Referring expression pointing data >>
####################

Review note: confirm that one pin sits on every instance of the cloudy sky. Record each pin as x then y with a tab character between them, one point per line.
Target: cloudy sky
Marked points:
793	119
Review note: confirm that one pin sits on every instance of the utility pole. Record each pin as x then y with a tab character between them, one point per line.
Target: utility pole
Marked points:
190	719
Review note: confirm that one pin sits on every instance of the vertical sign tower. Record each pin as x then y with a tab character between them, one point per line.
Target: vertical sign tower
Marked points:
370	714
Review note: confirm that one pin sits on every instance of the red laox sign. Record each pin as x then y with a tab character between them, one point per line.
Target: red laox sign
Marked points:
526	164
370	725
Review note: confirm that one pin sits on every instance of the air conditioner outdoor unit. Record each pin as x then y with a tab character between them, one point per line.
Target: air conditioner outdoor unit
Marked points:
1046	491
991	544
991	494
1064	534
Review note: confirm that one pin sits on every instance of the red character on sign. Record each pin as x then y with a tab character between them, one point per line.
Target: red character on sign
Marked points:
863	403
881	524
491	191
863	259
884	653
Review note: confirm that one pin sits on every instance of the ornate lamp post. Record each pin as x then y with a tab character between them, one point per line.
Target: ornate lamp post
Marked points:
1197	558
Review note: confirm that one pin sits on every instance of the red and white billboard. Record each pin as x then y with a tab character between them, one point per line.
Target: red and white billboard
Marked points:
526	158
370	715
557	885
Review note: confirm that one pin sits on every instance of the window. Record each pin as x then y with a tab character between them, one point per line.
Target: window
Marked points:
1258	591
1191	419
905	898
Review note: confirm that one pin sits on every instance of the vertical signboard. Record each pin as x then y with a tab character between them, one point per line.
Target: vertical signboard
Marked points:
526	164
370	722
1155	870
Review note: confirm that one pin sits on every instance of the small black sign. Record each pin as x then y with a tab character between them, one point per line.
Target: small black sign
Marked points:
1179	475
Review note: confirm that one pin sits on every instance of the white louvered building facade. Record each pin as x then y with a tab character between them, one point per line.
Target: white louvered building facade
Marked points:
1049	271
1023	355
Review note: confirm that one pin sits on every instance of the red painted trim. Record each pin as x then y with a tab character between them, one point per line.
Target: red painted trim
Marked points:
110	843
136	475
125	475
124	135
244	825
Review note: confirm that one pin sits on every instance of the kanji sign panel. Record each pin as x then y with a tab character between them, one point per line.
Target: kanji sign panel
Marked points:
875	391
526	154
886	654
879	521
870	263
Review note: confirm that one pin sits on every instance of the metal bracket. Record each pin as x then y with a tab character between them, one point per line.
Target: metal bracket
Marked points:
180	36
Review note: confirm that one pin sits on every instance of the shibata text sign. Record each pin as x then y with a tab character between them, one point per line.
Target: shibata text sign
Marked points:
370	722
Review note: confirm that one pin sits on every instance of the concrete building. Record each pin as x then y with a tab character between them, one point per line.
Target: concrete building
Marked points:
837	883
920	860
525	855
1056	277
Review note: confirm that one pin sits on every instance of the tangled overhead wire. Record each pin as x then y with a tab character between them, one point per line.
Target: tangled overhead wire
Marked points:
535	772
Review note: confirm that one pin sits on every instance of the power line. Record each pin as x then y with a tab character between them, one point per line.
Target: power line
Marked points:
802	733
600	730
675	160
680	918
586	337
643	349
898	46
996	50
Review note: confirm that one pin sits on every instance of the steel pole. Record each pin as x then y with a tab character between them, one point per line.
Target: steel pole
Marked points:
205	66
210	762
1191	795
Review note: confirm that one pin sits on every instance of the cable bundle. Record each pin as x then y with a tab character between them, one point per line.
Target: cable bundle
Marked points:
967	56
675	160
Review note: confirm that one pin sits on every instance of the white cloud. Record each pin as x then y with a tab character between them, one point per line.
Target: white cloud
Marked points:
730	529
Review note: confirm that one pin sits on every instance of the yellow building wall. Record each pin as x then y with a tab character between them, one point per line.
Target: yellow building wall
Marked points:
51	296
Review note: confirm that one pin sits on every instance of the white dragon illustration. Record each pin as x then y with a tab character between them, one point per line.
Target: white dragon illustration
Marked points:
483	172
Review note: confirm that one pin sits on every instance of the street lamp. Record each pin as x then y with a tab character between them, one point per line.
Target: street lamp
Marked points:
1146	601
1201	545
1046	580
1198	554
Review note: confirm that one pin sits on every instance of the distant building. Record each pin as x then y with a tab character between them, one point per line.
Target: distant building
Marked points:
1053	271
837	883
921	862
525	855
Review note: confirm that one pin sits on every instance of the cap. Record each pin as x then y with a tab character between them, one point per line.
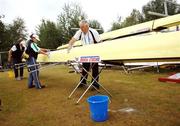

####################

Directions for this task >> The response must contain each line above that holds the string "text".

Solved problem >>
Review note: confirm that one pin sits on every instance of the shibata text sign. Record each pin as x then y with a tab character between them, one point per line.
Target: shibata text sign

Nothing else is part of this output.